**Aim of the exercise**
Please repeat all the records below with "Target" swapped for "Label" everywhere and everything else unchanged, leaving the pictures out.

**Listed records**
start
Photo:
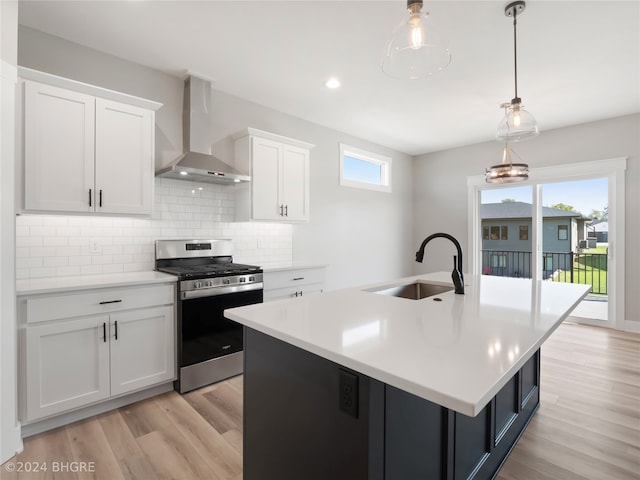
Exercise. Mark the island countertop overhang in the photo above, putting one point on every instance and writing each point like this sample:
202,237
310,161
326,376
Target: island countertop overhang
457,352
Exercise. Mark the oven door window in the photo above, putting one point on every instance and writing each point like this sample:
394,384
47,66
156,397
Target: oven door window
206,333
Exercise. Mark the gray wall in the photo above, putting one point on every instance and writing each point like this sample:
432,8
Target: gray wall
441,185
10,441
362,236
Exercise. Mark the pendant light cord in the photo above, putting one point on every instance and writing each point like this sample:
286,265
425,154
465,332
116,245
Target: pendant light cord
515,54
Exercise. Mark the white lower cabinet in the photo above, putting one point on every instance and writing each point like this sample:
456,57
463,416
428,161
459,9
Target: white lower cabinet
67,366
293,282
69,363
142,352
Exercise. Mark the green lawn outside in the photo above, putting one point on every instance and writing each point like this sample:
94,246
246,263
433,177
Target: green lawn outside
589,269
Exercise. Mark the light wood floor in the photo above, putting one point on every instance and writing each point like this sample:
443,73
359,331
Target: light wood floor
587,427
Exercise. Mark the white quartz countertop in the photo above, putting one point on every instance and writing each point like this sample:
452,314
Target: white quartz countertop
88,282
457,352
278,267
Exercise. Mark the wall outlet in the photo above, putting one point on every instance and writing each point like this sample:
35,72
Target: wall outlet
94,245
348,392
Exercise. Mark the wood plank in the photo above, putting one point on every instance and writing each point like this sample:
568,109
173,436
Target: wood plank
210,411
137,467
89,445
206,440
47,448
123,443
144,417
173,456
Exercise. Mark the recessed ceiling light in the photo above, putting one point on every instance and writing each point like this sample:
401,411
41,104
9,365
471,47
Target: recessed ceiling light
333,83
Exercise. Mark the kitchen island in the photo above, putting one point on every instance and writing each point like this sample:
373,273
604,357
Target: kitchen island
356,384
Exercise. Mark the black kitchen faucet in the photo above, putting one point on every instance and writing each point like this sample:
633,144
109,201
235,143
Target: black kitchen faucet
456,274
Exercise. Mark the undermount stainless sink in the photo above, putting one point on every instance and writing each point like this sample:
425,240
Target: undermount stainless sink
413,291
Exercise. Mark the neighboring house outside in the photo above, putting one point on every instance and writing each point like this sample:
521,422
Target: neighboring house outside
506,238
599,230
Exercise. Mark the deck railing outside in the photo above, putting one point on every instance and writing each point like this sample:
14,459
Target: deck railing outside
584,268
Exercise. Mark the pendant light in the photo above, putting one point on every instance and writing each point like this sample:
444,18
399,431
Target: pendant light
415,50
517,124
507,171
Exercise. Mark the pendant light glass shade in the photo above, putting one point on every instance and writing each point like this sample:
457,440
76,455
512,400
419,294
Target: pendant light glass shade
517,124
415,49
507,171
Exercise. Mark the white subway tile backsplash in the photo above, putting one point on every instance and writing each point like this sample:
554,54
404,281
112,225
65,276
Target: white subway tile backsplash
60,245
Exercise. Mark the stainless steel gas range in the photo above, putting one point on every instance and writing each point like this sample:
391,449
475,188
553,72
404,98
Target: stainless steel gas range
209,345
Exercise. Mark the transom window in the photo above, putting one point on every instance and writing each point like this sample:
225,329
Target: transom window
563,232
362,169
500,232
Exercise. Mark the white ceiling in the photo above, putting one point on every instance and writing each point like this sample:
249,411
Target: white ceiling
577,61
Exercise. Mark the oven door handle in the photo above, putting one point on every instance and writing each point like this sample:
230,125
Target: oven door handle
211,292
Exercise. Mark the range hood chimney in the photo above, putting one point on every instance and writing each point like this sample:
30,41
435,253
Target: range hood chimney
197,164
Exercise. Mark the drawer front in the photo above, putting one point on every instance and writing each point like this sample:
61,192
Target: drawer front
293,278
292,292
42,308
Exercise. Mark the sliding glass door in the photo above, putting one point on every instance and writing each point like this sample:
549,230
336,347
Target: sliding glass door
562,225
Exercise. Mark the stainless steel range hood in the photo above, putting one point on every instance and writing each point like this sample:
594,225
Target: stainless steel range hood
197,164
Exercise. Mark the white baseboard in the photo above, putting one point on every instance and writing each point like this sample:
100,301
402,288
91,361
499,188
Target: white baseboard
70,417
11,444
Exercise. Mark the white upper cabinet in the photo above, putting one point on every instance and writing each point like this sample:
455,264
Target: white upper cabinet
279,169
85,150
59,149
124,157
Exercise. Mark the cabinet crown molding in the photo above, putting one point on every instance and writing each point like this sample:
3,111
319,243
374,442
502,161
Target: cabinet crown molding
62,82
254,132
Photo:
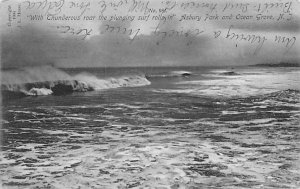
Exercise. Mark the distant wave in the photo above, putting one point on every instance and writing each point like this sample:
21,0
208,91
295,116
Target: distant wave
48,80
181,73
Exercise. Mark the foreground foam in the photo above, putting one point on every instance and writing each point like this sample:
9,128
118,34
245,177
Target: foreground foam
49,80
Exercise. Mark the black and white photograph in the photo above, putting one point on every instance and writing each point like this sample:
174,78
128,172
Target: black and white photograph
150,94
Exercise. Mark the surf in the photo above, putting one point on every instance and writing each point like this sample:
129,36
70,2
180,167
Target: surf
41,81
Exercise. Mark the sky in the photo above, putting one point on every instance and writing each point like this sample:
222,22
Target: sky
228,33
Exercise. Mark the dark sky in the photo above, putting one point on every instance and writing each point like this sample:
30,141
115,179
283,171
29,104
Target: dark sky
170,43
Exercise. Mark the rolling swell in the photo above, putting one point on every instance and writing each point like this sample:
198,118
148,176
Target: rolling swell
46,81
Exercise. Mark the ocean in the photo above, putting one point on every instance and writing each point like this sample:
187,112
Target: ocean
155,127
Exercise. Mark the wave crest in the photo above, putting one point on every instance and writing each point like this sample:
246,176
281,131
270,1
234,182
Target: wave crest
49,80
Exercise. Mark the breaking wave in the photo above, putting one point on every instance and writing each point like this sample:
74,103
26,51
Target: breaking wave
48,80
181,73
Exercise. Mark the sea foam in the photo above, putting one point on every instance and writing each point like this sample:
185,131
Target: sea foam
38,81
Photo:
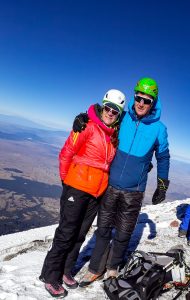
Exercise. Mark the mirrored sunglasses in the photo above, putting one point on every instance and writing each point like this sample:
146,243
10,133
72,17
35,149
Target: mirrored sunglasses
109,109
145,100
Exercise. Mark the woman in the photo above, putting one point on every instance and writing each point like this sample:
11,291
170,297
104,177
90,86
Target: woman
end
**Answer for the task**
Photo:
Exercise. Mark the island countertop overhang in the photo above, putting one point on every instance and writing each point like this sample:
202,237
310,161
326,376
Label: island countertop overhang
457,352
Exercise. Mark the oven door window in the photo above, putting one point on every instance and writing each point like this sample:
394,384
47,66
156,397
Label: oven door window
206,333
Exercise. Mark the gray wall in the photo above, putting one point on every instance and writing each point like this sample:
432,8
Label: gray wall
441,185
10,441
362,236
Exercise. Mark the pendant light cord in the photo above, putting one point on every instance and writing each point like this sample:
286,265
425,154
465,332
116,245
Label: pendant light cord
515,54
Exercise. Mark the white lower cabinet in the photo above, putting one point on every instance and writing each point like this sample:
456,57
463,416
428,161
459,9
Label: white lower cabinet
67,366
293,282
69,363
142,352
Exercise. Mark the green lawn outside in the photo above, putting one point on every instance and writing each point like this sample:
94,246
246,263
433,177
Label: green lawn outside
589,269
Exercise. Mark the light wood floor in the photo above, putting one point on every instance and writing each point like this sample:
443,73
359,331
Label: light wood floor
587,427
Exercise. Mark the white quartz countertop in the photo above, putting one point on every instance and writing each point like this sample:
452,314
Label: white quartz countertop
88,282
457,352
278,267
Exercise. Mark the wall outlet in the photo above, putting one point on every instance and writing each point like this sample:
35,72
Label: wall outlet
94,245
348,392
Exercise. Mark the wood plank in the photo above, putting one point on every instance and writing each point like this sample:
568,109
173,436
Label: wood plank
210,411
137,467
89,445
206,440
47,448
123,443
144,417
173,456
Exercise. Mark the recessed ceiling light in the photo above, putting one point on every instance and writing each point like this sample:
401,411
41,104
9,365
471,47
Label: recessed ceiling light
333,83
Exercise. Mark the kitchen island in the photo above, putting one point on every instance and writing each point like this sample:
373,273
604,357
Label: kitchen island
356,384
Exercise. Mark the black kitchen faucet in the photo above, putting one point on every instance and writing each point like this sample:
633,144
109,201
235,143
Label: black kitchen faucet
456,274
Exercise. Mark the undermount stainless sink in the photo above, putting one point on every instance and writing each point like this sample:
425,240
Label: undermount stainless sink
413,291
Exercise. Mark the neighboring house outside in the photo above, putting one point on every instance and writing each point like this sample:
521,422
Label: neighboring house outside
506,238
599,230
Exercise. Mark the deck railing outside in the photo above, putting one point on every instance and writing each point like this sample:
14,459
Label: deck railing outside
584,268
Exercise. Mark the pendant light in the photo above, putting one point on every instance and writing each point like this sample:
444,18
399,431
Label: pendant light
415,50
517,124
507,171
Exercise. Mark the pendant light glass shade in the photo above, putting one point on every instance and writing each point like this sample:
457,440
76,455
512,400
419,294
Label: pendant light glass shade
517,124
415,49
507,171
Exercise. Mark the white subway tile backsplash in the photo above, putting one point on every instance and writing each point like this sample:
554,54
404,281
112,225
65,276
Label: white subway tile backsplash
60,245
Exercise. Mark the stainless steel gas range in the photo above, putting one point on every instance and writing each point like this sample:
391,449
475,188
553,72
404,98
Label: stainless steel gas range
209,345
Exercise. Mark the transom window in the photo above, putting one point on every instance and writing each point like this sample:
225,329
Label: transom window
563,232
362,169
500,232
Exercise. Mark the white ceiling in the photo above, putting one point on every instance and writing each point like this sample:
249,411
Label: white ceiling
577,61
Exercise. Mark the oven door handle in the photo above, putting one point on every instance and writing each point like this sample:
230,125
Label: oven door handle
211,292
Exercise. Mark the range hood chimney in the photo above, putting one point on every instance and writing each point like this sample:
30,41
435,253
Label: range hood chimney
197,164
Exercise. Mark the drawer front in the photo above, putting one point on every instance and writing each point like this sample:
61,192
Label: drawer front
293,278
292,292
42,308
Exercise. Mark the sliding glass door in the photo above, putting one point on every instance and writing each point like this sample:
549,230
336,347
Label: sliding glass door
562,225
Exercise. Mark the stainless steel range hood in the photo above, putting one point on every instance and writing each point like this sample:
594,225
Label: stainless steel range hood
197,164
Exercise. Mark the white baseboard in the photo above, putting one point on every instance and writing each point like this sample:
100,301
402,288
91,361
499,188
Label: white baseboard
70,417
11,444
Exercise. Mark the white upper cabinet in the photo above, putting one point on every instance and writing each point like this sample:
455,264
Label: white upper cabinet
279,169
85,150
59,149
124,157
Exercise. Mark the cabinet crown molding in the photo above, putting one point on every instance and writing each point like this sample:
3,111
319,243
374,442
502,161
Label: cabinet crown molding
62,82
254,132
Photo:
Exercise. Mark the distant wave in the photo above, putting one point on every instance and writing each point like this sample:
21,0
208,91
295,116
Label: distant wave
48,80
181,73
Exercise. Mark the foreground foam in the photo above, putting one point on every instance and writing each point like this sample:
9,128
118,34
245,177
Label: foreground foam
49,80
Exercise. Mark the black and white photograph in the photo above, putting one point on every instance and writing each point like this sample:
174,78
128,172
Label: black and white photograph
150,94
Exercise. Mark the surf in the photo above, putting one point on every instance and writing each point like this sample:
129,36
70,2
180,167
Label: surf
41,81
Exercise. Mark the sky in the photo above, putting one point on every instance and writing each point like this sample:
222,22
Label: sky
228,33
Exercise. Mark the dark sky in the photo above, putting one point on every instance and writing each point like this sample:
30,141
115,179
283,171
29,104
Label: dark sky
170,43
Exercise. Mark the rolling swell in the photo above, putting one point on every instance and writing each point like this sample:
198,118
148,176
Label: rolling swell
46,81
Exercise. Mark the ocean in the photo above, putting one point on every instance and writing each point like this sample:
187,112
Label: ocean
155,127
Exercise. Mark the wave crest in the photo above, putting one point on every instance and writing each point like this sample:
246,176
281,131
270,1
234,182
Label: wave crest
49,80
Exercise. Mark the breaking wave in the photo above, putting one point on every instance and writing each point like this sample:
74,103
26,51
Label: breaking wave
48,80
181,73
Exercise. Mark the sea foam in the photo above, putting one point on every instance and writing each point like this sample:
185,131
Label: sea foam
38,81
Photo:
Exercise. Mark the mirrored sunglasses in the photo above, putting one point on every instance and writing each point like this sample:
146,243
10,133
72,17
35,149
Label: mirrored sunglasses
109,109
145,100
Exercise. Mark the woman in the photo above, putting one point on every instance and writing each point like this sample:
11,291
170,297
104,177
90,86
Label: woman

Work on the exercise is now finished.